*STATED GOAL:*
Return every one of the following lines verbatim, keeping their order unchanged.

====

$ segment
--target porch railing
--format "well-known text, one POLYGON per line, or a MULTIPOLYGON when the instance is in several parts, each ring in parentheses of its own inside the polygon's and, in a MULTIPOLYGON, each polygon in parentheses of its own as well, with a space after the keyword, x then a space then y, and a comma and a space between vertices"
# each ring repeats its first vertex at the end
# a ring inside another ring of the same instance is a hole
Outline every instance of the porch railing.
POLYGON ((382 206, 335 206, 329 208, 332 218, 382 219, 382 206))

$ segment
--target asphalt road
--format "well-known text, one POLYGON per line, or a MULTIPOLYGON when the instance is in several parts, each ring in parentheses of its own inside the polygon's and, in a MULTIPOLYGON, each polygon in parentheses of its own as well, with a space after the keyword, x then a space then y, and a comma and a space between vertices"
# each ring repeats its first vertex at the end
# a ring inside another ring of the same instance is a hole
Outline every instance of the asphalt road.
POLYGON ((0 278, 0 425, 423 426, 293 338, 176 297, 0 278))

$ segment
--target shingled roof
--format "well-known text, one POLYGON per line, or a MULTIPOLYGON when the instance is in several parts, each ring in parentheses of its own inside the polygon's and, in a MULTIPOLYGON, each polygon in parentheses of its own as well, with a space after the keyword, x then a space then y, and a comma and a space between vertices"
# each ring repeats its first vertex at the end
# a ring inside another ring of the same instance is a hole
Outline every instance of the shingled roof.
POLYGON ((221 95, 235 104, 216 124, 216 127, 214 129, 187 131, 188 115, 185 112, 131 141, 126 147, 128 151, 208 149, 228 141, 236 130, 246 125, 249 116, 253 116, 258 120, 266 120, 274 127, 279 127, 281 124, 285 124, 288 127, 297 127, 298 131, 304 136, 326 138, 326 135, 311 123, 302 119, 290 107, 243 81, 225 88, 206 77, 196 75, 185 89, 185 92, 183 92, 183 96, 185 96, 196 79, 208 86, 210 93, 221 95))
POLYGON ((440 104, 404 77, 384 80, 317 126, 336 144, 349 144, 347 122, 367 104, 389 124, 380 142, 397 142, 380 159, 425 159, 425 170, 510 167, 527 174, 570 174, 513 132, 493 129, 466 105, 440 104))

====

*EXERCISE SOLUTION:*
$ segment
--target porch railing
--format "well-known text, one POLYGON per line, or a MULTIPOLYGON when the instance is in several parts, each ring in parentheses of its own inside the polygon's and, in a MULTIPOLYGON, each polygon in parentheses of its own as well, with a space after the keyword, x then a space then y, and a comma and a space between vertices"
# each ring repeats its first vertex at the end
# a ring inside another ring of the same instance is a hole
Outline every instance of the porch railing.
POLYGON ((382 206, 335 206, 329 208, 332 218, 382 219, 382 206))

$ segment
--target asphalt road
--format "well-known text, one POLYGON per line, or a MULTIPOLYGON when the instance is in several parts, each ring in parentheses of its own inside the polygon's and, in a MULTIPOLYGON, each polygon in parentheses of its own as well, with a space after the keyword, x then a space then y, and a comma and a space between vertices"
# each ring repeats its first vertex at the end
# a ring inside another ring of the same instance is a hole
Outline every instance of the asphalt road.
POLYGON ((0 278, 0 425, 423 426, 293 338, 176 297, 0 278))

$ segment
--target shingled roof
--format "well-known text, one POLYGON per line, or a MULTIPOLYGON when the instance is in several parts, each ring in parentheses of its own inside the polygon's and, in a MULTIPOLYGON, each polygon in parentheses of its own as well, with a space after the keyword, x then a space then y, and a comma and a space between vertices"
# each ring repeats its first vertex at the end
# a ring inside another ring of the same instance is a hole
Outline every instance of the shingled roof.
POLYGON ((221 95, 235 104, 216 124, 216 127, 214 129, 187 131, 188 115, 185 112, 131 141, 126 147, 128 151, 208 149, 228 141, 236 130, 246 125, 249 116, 253 116, 258 120, 266 120, 274 127, 279 127, 281 124, 285 124, 288 127, 297 127, 298 131, 304 136, 326 138, 326 135, 311 123, 302 119, 290 107, 243 81, 225 88, 206 77, 196 75, 185 89, 185 92, 183 92, 183 96, 185 96, 196 79, 208 86, 210 93, 221 95))
POLYGON ((440 104, 404 77, 384 80, 317 126, 336 144, 349 144, 347 122, 367 104, 389 124, 380 142, 397 142, 380 159, 425 159, 425 170, 510 167, 527 174, 570 174, 513 132, 493 129, 466 105, 440 104))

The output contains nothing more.